EXERCISE TASK:
Write out, character for character, the line containing "of the blurred" and all lines after it up to the end of the listing.

TASK INPUT:
===

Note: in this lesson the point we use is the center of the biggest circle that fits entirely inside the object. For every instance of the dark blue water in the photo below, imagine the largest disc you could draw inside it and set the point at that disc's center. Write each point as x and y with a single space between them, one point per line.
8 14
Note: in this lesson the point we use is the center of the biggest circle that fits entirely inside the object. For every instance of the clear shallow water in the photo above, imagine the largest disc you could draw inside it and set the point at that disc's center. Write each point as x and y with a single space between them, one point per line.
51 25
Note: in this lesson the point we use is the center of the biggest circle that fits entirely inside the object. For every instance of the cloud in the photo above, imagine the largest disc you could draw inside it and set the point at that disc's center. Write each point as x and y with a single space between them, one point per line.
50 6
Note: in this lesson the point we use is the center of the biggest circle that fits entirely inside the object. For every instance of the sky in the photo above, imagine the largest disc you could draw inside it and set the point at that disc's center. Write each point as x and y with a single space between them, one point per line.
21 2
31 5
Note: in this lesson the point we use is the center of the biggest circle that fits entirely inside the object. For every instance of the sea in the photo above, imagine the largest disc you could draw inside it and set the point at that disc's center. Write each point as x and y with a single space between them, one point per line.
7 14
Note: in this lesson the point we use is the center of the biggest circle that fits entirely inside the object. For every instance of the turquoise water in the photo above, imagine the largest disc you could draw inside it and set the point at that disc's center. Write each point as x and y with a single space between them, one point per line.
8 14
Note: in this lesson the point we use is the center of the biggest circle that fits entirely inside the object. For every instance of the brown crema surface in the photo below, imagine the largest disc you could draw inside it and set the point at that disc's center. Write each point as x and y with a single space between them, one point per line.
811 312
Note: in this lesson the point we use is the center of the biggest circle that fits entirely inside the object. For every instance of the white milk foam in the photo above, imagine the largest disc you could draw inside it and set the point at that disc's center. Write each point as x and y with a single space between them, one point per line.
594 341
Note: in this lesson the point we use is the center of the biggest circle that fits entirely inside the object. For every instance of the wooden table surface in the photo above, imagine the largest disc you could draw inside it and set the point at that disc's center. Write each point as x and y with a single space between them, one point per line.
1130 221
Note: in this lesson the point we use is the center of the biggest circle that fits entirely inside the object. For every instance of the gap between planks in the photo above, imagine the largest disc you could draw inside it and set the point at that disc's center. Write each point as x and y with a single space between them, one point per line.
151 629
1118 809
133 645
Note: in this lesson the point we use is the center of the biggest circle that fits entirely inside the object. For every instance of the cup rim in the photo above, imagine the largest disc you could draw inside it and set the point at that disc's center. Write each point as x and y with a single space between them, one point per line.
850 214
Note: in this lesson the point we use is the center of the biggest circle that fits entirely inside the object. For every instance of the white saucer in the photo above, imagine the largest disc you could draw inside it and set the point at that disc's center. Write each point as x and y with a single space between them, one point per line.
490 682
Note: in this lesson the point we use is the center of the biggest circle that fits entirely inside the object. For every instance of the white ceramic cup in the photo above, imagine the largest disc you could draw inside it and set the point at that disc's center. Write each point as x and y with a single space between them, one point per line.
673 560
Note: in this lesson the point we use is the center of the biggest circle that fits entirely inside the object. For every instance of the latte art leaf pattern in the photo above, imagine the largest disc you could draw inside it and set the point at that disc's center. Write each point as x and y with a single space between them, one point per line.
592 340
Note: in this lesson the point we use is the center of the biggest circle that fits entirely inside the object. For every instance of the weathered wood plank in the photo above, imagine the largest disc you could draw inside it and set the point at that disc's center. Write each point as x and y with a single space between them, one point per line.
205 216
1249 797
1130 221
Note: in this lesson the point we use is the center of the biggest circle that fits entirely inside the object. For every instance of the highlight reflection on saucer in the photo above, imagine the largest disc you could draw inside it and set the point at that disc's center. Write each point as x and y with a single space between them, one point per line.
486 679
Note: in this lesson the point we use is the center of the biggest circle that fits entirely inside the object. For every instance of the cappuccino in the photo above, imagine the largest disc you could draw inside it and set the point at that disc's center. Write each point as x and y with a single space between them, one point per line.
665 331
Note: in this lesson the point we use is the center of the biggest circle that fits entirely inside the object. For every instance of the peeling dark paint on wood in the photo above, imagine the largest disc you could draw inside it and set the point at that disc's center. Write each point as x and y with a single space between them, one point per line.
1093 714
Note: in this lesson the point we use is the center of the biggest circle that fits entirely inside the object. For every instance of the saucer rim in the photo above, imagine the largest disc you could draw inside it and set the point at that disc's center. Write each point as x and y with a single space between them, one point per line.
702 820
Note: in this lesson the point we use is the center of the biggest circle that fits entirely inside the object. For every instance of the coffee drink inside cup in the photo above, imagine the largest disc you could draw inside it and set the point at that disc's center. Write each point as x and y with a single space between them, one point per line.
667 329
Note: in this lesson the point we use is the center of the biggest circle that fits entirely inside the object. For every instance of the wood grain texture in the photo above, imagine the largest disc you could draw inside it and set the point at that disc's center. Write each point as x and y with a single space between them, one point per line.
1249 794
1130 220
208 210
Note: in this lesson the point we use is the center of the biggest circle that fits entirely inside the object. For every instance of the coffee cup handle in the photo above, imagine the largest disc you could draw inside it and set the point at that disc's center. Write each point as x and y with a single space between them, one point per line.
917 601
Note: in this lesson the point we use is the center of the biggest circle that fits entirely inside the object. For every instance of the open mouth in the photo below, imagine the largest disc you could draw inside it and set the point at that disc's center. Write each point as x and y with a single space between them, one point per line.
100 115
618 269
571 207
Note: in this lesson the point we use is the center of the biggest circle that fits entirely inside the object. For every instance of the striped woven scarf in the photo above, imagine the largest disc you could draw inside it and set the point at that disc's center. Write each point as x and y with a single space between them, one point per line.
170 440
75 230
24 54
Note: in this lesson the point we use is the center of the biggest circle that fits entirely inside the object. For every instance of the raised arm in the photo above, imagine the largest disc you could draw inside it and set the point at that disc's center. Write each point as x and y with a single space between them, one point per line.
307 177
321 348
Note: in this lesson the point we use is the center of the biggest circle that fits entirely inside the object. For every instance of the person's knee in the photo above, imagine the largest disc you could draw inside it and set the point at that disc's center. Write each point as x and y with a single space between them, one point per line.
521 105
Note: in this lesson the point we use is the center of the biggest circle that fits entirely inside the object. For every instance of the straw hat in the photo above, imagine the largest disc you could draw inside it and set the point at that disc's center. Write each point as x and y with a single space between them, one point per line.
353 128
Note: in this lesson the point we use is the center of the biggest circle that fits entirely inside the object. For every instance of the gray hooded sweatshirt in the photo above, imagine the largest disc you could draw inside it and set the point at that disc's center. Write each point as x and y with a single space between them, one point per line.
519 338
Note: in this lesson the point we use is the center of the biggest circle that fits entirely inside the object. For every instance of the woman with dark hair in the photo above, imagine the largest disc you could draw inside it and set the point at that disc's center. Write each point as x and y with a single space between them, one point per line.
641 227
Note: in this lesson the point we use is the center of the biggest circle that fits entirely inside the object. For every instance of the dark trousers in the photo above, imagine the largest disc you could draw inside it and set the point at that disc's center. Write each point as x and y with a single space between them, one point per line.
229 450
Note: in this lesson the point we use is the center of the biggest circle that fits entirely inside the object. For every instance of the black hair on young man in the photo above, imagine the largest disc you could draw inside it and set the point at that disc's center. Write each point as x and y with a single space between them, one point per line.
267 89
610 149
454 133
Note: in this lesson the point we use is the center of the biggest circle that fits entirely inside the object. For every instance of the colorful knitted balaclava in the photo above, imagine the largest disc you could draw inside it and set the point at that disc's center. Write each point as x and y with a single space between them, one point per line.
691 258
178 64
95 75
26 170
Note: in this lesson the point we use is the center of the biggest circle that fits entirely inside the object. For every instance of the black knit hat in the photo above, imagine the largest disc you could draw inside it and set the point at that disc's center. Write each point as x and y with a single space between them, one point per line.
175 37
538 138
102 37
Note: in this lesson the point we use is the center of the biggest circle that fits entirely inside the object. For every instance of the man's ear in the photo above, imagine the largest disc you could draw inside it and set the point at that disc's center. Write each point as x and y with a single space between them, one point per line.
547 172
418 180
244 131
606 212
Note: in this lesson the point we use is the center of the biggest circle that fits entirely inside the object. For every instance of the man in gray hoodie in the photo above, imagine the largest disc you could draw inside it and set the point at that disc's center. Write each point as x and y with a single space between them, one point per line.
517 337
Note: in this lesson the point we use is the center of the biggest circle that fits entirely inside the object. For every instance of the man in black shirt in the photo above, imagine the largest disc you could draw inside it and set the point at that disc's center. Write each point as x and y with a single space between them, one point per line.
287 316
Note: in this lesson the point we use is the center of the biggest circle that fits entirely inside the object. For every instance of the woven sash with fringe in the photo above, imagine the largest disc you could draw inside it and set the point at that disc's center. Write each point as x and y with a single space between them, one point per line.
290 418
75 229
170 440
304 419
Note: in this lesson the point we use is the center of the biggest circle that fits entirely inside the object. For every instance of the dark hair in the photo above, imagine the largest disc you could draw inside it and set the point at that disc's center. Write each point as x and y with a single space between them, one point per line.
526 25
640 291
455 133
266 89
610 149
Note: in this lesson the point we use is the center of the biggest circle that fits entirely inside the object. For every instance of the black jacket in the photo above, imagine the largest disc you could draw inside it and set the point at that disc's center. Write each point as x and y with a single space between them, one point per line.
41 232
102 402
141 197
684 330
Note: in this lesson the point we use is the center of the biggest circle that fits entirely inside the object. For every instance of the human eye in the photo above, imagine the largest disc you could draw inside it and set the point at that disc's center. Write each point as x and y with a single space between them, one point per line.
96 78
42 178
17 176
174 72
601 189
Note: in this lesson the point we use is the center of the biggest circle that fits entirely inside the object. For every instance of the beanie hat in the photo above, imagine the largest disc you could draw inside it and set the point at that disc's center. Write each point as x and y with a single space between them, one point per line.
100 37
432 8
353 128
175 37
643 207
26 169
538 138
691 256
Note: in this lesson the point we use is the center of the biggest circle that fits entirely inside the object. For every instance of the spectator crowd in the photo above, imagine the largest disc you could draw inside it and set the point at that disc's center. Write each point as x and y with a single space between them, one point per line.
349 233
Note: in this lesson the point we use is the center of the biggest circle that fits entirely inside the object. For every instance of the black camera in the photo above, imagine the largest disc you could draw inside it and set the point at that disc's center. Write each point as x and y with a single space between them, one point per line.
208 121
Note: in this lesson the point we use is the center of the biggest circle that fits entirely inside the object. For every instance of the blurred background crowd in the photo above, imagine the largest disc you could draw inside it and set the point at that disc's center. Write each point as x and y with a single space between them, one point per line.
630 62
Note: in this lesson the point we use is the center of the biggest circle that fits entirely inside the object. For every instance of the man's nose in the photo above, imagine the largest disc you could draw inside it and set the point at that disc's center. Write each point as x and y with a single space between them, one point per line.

===

FINISHED TASK:
Note: in this lesson the point we use is the center of the biggest circle that fits entirely inside the object. For every instance of the blurred background crowd in the photo above, imagine the largest disc you could draw inside it and set the point at that disc's center. Write each point as x and y with a single space between them, one point per line.
630 62
Note: in this lesson the point we use is the center of the biggest circle that fits entirely inside the object. For every instance of the man's nose in the photo above, imagine the largest disc you could draw inside it and set the point at that disc's center. Write each point as x and y with a single space between them, one point per line.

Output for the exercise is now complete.